Text segment -
• • •

RobustSpeechRecognition

An Investigation Of Deep Neural Networks For Noise Robust Speech Recognition

Recently, a new acoustic model based on deep neural networks (DNN) has been introduced. While the DNN has generated significant improvements over GMM-based systems on several tasks, there has been no evaluation of the robustness of such systems to environmental distortion. In this paper, we investigate the noise robustness of DNN-based acoustic models and find that they can match state-of- the-art performance on the Aurora 4 task without any explicit noise compensation. This performance can be further improved by incorporating information about the environment into DNN training using a new method called noise-aware training. When combined with the recently proposed dropout training technique, a 7.5% relative improvement over the previously best published result on this task is achieved using only a single decoding pass and no additional decoding complexity compared to a standard DNN.

• • •

Dataset entries -
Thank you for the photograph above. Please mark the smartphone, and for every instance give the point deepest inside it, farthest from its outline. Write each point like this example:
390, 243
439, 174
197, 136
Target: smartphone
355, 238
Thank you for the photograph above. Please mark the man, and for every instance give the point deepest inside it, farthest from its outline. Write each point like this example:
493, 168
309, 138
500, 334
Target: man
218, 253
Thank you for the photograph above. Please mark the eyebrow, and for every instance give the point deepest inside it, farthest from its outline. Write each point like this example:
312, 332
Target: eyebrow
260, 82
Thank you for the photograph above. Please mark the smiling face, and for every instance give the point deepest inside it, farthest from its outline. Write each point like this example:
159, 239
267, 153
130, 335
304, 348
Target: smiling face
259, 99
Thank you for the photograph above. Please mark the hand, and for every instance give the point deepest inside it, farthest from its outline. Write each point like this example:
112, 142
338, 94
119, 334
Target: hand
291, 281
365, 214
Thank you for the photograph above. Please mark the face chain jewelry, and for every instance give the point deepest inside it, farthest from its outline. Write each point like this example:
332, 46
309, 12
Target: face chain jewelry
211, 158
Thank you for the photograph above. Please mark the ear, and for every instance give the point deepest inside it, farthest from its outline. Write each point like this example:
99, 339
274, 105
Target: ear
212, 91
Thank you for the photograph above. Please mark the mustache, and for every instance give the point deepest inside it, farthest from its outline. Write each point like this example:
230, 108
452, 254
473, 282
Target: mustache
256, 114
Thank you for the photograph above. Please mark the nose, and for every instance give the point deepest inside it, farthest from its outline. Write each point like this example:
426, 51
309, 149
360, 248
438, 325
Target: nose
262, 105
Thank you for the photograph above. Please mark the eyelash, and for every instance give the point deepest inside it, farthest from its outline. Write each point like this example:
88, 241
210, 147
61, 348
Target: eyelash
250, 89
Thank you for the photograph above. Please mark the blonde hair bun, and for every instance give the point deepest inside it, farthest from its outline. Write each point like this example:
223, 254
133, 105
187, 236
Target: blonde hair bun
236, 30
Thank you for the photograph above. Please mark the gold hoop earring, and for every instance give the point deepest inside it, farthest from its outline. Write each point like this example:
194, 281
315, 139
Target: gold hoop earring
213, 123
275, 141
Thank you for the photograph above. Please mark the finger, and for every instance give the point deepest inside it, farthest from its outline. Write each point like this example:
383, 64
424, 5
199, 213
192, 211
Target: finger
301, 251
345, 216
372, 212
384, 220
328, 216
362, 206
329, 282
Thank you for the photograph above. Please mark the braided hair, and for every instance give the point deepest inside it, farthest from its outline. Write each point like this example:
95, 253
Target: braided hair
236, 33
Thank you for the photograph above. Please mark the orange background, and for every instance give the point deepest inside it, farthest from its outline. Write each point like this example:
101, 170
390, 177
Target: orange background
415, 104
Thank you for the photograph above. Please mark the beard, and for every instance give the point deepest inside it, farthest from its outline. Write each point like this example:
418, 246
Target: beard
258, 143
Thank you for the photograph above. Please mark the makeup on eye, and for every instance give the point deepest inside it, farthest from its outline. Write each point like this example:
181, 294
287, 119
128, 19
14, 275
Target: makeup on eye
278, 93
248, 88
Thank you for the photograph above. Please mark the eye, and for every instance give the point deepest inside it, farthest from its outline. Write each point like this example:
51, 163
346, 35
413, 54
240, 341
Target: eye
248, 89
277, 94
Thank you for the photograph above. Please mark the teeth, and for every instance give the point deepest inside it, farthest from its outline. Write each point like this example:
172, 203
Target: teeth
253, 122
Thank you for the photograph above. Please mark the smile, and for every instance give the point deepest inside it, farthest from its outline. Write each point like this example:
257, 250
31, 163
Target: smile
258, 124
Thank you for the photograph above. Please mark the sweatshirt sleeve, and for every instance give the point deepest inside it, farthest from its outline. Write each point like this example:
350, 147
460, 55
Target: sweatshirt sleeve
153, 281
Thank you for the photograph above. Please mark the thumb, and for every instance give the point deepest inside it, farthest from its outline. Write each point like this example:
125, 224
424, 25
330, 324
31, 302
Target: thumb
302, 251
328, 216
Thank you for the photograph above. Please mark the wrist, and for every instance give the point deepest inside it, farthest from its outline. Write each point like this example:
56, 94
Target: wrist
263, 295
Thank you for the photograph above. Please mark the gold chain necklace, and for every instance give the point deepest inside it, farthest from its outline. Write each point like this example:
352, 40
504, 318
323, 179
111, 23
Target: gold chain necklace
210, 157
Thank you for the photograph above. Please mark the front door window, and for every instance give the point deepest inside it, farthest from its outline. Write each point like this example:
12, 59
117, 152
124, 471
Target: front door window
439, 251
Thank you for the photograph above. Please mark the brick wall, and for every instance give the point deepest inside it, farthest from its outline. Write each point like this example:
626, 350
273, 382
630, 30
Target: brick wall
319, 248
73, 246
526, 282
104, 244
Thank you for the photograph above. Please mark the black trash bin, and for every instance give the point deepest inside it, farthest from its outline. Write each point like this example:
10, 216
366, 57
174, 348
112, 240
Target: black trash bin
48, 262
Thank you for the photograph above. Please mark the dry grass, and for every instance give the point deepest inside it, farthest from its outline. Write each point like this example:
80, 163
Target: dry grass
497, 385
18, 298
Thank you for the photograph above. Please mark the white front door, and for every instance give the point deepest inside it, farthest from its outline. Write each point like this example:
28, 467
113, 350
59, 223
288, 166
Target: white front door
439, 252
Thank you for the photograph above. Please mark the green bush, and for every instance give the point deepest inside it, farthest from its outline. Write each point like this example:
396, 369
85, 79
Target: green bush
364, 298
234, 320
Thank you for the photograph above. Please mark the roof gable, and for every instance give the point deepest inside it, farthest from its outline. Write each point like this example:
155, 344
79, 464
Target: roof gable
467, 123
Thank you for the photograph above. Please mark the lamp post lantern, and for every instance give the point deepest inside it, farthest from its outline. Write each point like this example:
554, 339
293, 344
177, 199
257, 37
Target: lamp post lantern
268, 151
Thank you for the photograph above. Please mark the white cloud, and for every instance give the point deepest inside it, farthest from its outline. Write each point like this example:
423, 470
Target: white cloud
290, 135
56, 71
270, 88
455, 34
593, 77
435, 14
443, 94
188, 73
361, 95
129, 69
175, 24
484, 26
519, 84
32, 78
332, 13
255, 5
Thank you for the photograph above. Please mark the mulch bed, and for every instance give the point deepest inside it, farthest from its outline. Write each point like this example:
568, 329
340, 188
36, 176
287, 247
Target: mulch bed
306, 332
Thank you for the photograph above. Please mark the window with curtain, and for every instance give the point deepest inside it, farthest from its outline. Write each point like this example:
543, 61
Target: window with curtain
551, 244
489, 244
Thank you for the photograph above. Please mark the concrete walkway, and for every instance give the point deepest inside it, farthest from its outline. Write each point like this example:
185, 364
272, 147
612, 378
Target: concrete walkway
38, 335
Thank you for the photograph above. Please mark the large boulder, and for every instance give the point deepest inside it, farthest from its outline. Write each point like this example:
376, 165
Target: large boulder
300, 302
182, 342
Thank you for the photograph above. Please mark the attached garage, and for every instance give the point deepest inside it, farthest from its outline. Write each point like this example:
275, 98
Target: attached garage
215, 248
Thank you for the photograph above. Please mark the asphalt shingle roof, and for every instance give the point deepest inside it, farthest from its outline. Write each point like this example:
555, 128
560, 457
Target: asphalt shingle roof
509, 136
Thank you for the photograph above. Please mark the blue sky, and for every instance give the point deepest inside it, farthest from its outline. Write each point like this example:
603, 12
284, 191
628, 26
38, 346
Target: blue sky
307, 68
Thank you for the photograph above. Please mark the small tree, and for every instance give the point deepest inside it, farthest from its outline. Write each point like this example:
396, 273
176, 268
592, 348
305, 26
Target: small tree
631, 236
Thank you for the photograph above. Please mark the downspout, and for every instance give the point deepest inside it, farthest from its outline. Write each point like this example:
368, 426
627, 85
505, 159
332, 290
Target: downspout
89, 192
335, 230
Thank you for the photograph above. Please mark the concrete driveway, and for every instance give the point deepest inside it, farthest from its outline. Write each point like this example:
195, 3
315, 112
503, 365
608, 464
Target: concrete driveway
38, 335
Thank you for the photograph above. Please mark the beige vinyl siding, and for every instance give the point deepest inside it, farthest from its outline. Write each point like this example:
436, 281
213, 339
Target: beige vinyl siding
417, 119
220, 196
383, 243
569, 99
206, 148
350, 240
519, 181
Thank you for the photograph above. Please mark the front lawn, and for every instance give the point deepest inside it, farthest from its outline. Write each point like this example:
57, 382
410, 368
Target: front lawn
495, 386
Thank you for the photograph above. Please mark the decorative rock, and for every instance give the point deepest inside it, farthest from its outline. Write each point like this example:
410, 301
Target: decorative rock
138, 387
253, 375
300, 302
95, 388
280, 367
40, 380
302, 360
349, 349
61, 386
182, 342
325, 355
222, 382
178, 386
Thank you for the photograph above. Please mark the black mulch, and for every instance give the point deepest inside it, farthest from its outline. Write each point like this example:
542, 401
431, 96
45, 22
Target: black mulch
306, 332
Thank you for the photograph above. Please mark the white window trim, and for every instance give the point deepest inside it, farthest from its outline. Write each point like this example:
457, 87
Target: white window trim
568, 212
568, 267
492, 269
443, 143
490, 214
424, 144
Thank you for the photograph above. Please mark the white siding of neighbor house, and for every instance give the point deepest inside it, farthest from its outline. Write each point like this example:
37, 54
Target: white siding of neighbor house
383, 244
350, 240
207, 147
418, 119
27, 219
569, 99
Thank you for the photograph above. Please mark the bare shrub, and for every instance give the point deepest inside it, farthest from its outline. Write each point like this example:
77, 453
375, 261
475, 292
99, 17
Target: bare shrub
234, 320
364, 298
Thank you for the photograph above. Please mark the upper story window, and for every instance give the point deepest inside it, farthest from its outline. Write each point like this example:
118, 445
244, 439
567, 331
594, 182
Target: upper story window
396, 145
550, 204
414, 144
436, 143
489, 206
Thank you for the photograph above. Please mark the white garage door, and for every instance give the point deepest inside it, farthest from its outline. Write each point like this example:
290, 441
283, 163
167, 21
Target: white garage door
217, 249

• • •

Set exercise A - Reproduce the abstract's text between "Recently, a new" and "a standard DNN.", inclusive.
Set exercise B - Does the abstract support each statement? Answer yes or no, and quote the words that decide it. (i) The DNN-based acoustic models matched state-of-the-art Aurora 4 performance without explicit noise compensation. (ii) The 7.5% relative improvement required multiple decoding passes. (iii) Before this work, the robustness of DNN systems to environmental distortion had already been evaluated.
You won't need any of the entries to do the work here.

Final answer A -
Recently, a new acoustic model based on deep neural networks (DNN) has been introduced. While the DNN has generated significant improvements over GMM-based systems on several tasks, there has been no evaluation of the robustness of such systems to environmental distortion. In this paper, we investigate the noise robustness of DNN-based acoustic models and find that they can match state-of- the-art performance on the Aurora 4 task without any explicit noise compensation. This performance can be further improved by incorporating information about the environment into DNN training using a new method called noise-aware training. When combined with the recently proposed dropout training technique, a 7.5% relative improvement over the previously best published result on this task is achieved using only a single decoding pass and no additional decoding complexity compared to a standard DNN.

Final answer B -
(i) Yes: "without any explicit noise compensation"
(ii) No: "using only a single decoding pass"
(iii) No: "there has been no evaluation of the robustness of such systems to environmental distortion"